[Polygon annotations for photos]
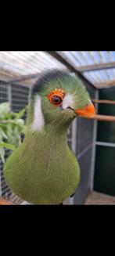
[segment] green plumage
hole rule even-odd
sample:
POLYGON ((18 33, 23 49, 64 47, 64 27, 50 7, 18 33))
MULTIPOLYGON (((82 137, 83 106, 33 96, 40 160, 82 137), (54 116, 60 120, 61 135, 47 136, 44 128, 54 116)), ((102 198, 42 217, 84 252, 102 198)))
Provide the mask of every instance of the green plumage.
POLYGON ((60 110, 46 97, 52 90, 60 88, 65 94, 74 95, 75 110, 91 103, 77 78, 63 74, 56 75, 51 81, 46 79, 30 97, 25 139, 5 167, 5 177, 13 192, 33 204, 59 204, 75 192, 80 181, 79 165, 66 140, 66 130, 76 114, 68 109, 60 110), (38 95, 41 99, 45 125, 40 131, 32 131, 38 95))

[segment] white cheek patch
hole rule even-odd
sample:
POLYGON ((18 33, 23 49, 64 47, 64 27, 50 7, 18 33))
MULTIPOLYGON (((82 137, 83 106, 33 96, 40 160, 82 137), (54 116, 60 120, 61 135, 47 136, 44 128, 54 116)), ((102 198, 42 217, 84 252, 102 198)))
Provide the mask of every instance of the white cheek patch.
POLYGON ((72 94, 66 94, 63 101, 63 108, 66 109, 67 106, 70 106, 73 108, 74 105, 74 96, 72 94))
POLYGON ((41 110, 41 99, 37 96, 34 102, 34 121, 31 125, 33 131, 40 131, 45 125, 44 116, 41 110))

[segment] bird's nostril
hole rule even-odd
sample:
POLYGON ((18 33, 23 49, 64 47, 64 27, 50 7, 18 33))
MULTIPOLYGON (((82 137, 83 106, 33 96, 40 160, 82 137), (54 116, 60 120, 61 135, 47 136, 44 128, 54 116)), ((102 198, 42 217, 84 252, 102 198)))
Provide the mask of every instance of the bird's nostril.
POLYGON ((71 106, 67 106, 66 109, 70 109, 70 110, 74 111, 74 110, 71 106))

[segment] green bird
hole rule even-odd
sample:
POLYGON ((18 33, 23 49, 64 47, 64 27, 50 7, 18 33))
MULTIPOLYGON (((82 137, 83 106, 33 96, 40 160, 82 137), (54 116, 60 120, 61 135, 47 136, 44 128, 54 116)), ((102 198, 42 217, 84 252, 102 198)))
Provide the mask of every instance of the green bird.
POLYGON ((34 85, 23 143, 9 156, 5 177, 13 191, 35 204, 60 204, 80 181, 66 131, 77 116, 92 117, 95 108, 77 78, 50 70, 34 85))

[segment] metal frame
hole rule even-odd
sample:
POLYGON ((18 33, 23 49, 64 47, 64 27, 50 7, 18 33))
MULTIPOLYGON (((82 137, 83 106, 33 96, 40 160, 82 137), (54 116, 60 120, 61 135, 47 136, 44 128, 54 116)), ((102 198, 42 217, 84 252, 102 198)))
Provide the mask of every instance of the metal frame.
MULTIPOLYGON (((99 99, 99 90, 95 91, 95 99, 99 99)), ((95 108, 98 113, 98 103, 95 104, 95 108)), ((92 164, 91 164, 91 180, 90 180, 90 189, 93 190, 94 185, 94 175, 95 175, 95 153, 96 153, 96 136, 97 136, 97 120, 94 120, 93 127, 93 138, 92 138, 92 164)))
POLYGON ((93 87, 95 87, 95 85, 93 85, 86 78, 84 78, 84 76, 78 70, 78 69, 75 66, 74 66, 73 63, 70 63, 69 59, 65 58, 65 56, 63 56, 61 52, 51 51, 48 51, 47 52, 52 56, 55 59, 61 62, 63 64, 66 65, 70 70, 70 71, 74 72, 84 82, 93 87))
POLYGON ((99 64, 92 64, 92 65, 87 65, 87 66, 80 66, 77 67, 77 70, 80 72, 88 72, 88 71, 94 71, 94 70, 101 70, 105 69, 114 68, 115 67, 115 62, 110 63, 103 63, 99 64))

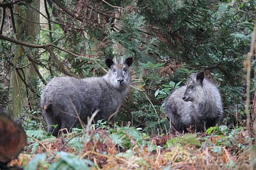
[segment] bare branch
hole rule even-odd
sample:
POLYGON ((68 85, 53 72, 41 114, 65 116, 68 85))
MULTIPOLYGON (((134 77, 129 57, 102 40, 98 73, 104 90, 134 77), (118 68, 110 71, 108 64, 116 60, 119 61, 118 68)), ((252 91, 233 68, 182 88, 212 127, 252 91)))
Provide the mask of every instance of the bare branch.
POLYGON ((109 3, 108 3, 107 1, 106 1, 105 0, 102 0, 102 1, 104 3, 108 4, 109 6, 110 6, 111 7, 114 8, 118 8, 118 9, 121 9, 121 10, 131 10, 133 9, 132 8, 122 8, 122 7, 120 7, 120 6, 113 6, 111 4, 109 4, 109 3))
POLYGON ((44 0, 44 8, 45 9, 45 12, 46 15, 47 15, 47 20, 48 20, 48 27, 49 30, 50 31, 49 32, 49 37, 50 38, 50 42, 52 43, 52 25, 51 25, 51 17, 50 17, 50 13, 48 11, 48 8, 47 8, 47 3, 46 2, 46 0, 44 0))
POLYGON ((66 70, 65 67, 62 65, 61 62, 59 60, 59 59, 58 59, 57 56, 56 56, 55 53, 53 52, 53 50, 52 50, 51 47, 48 46, 45 49, 50 53, 50 54, 52 56, 52 57, 56 62, 56 64, 57 64, 58 66, 59 66, 59 67, 61 69, 61 71, 63 72, 64 74, 65 74, 67 75, 68 75, 70 76, 73 76, 73 77, 76 77, 76 78, 79 78, 79 77, 78 77, 76 74, 72 74, 71 73, 69 73, 68 71, 67 71, 66 70))
MULTIPOLYGON (((35 44, 32 44, 32 43, 25 43, 23 41, 19 41, 16 39, 13 39, 12 38, 9 38, 7 36, 4 36, 2 34, 0 34, 0 39, 4 39, 6 41, 10 41, 10 42, 12 42, 22 46, 25 46, 27 47, 30 47, 30 48, 44 48, 46 50, 47 50, 51 55, 52 57, 52 58, 55 60, 55 61, 56 62, 56 64, 58 65, 58 66, 59 66, 59 67, 61 69, 61 71, 63 71, 63 73, 67 75, 70 76, 74 76, 76 78, 79 78, 79 77, 78 77, 77 76, 69 73, 68 71, 66 70, 66 69, 65 68, 65 67, 62 65, 61 62, 59 60, 59 59, 58 59, 57 57, 56 56, 55 53, 53 52, 53 50, 52 49, 51 46, 56 46, 52 45, 52 44, 48 44, 48 45, 35 45, 35 44)), ((60 49, 64 52, 68 52, 68 51, 67 51, 66 50, 63 50, 60 47, 58 47, 58 49, 60 49)))
POLYGON ((4 8, 3 8, 2 20, 1 21, 1 25, 0 25, 0 34, 3 34, 3 29, 4 28, 6 13, 6 8, 4 7, 4 8))
POLYGON ((13 11, 12 10, 12 6, 11 8, 9 8, 10 11, 11 12, 11 18, 12 18, 12 29, 13 29, 14 33, 16 33, 16 27, 15 27, 15 22, 14 20, 14 15, 13 15, 13 11))

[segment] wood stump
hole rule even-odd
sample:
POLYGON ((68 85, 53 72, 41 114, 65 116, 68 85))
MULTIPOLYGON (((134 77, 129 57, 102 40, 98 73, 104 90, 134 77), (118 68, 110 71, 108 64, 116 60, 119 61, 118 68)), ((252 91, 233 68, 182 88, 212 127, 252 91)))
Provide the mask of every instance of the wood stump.
POLYGON ((26 141, 23 128, 6 115, 0 114, 0 169, 20 153, 26 141))

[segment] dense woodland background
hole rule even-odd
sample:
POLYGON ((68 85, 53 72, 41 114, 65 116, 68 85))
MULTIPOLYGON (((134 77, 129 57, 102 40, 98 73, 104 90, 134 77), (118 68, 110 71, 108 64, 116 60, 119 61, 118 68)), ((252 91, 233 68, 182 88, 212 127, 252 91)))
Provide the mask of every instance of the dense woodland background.
POLYGON ((18 117, 28 137, 13 164, 253 168, 255 8, 255 1, 2 1, 0 111, 18 117), (54 76, 103 75, 104 60, 121 56, 134 57, 132 83, 114 127, 47 134, 45 85, 54 76), (198 71, 219 86, 225 118, 205 133, 171 134, 164 99, 198 71))

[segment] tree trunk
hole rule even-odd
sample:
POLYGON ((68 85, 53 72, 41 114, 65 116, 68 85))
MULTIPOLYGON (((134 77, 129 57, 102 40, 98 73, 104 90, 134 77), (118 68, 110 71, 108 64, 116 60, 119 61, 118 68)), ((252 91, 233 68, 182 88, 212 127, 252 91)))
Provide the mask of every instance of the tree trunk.
MULTIPOLYGON (((40 1, 33 1, 30 6, 39 11, 40 1)), ((15 5, 14 11, 20 16, 15 16, 15 20, 18 39, 22 39, 24 35, 26 35, 25 41, 35 42, 40 32, 39 13, 31 8, 17 4, 15 5)), ((10 100, 12 104, 10 106, 9 114, 12 114, 13 117, 17 117, 24 111, 24 108, 31 108, 31 101, 35 101, 31 99, 32 95, 29 88, 33 88, 33 85, 35 87, 35 83, 33 81, 35 81, 34 80, 36 78, 36 74, 32 64, 29 64, 29 62, 24 53, 24 50, 26 48, 23 46, 17 46, 13 59, 15 67, 10 76, 10 100), (26 85, 24 81, 29 87, 26 85)), ((36 52, 31 53, 29 51, 28 53, 30 56, 36 56, 36 52)))

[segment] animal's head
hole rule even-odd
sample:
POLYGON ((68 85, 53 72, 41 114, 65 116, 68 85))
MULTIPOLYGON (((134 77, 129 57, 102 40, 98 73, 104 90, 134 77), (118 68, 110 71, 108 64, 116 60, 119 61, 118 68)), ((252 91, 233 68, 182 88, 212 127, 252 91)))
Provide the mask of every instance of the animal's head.
POLYGON ((130 81, 129 67, 132 65, 132 57, 129 57, 124 61, 123 58, 120 61, 116 59, 108 59, 106 64, 109 68, 108 71, 109 81, 112 85, 117 88, 123 89, 128 86, 130 81))
POLYGON ((187 83, 187 88, 183 95, 184 101, 200 101, 204 97, 203 89, 204 72, 193 73, 187 83))

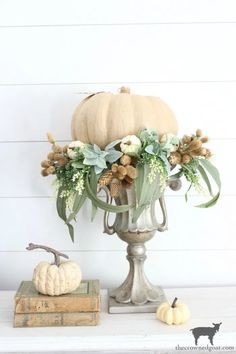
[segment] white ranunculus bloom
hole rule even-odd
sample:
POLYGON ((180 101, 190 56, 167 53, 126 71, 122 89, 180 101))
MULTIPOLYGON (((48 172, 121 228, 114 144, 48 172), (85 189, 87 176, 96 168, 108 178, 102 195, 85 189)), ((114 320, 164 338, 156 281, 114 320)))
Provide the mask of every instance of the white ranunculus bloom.
POLYGON ((127 135, 121 140, 121 151, 129 156, 137 156, 141 149, 141 141, 136 135, 127 135))
POLYGON ((169 147, 170 152, 174 152, 178 149, 179 138, 172 133, 163 134, 160 143, 169 147))
POLYGON ((75 159, 77 154, 74 149, 76 147, 79 147, 82 150, 84 148, 84 146, 85 146, 85 144, 79 140, 72 141, 67 149, 67 154, 68 154, 69 158, 72 160, 75 159))

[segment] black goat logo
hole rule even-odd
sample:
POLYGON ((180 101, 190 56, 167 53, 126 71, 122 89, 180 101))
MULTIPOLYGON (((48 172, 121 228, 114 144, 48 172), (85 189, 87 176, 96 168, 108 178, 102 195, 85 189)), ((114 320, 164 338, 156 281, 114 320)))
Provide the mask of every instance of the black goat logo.
POLYGON ((192 331, 193 336, 195 338, 195 345, 197 345, 198 338, 201 336, 208 336, 210 343, 213 345, 213 337, 216 334, 216 332, 219 331, 220 323, 212 323, 214 327, 196 327, 193 329, 190 329, 192 331))

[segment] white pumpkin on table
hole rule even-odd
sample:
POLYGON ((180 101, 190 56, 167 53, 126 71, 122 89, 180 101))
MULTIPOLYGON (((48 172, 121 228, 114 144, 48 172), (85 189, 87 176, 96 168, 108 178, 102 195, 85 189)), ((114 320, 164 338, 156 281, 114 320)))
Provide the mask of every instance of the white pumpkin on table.
POLYGON ((191 314, 187 305, 177 303, 177 297, 170 305, 168 302, 163 302, 157 309, 156 317, 168 325, 178 325, 189 320, 191 314))
POLYGON ((38 292, 44 295, 58 296, 76 290, 80 285, 82 274, 79 265, 73 261, 60 260, 60 257, 69 258, 67 255, 53 248, 30 243, 26 248, 44 249, 54 255, 54 262, 40 262, 34 269, 33 283, 38 292))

# [PROMPT]
Report every line in the records above that contains the word "plumage", copying each line in full. Matching is case-sensitive.

# [CORRECT RESPONSE]
[segment] green plumage
Provide the mask of every instance of the green plumage.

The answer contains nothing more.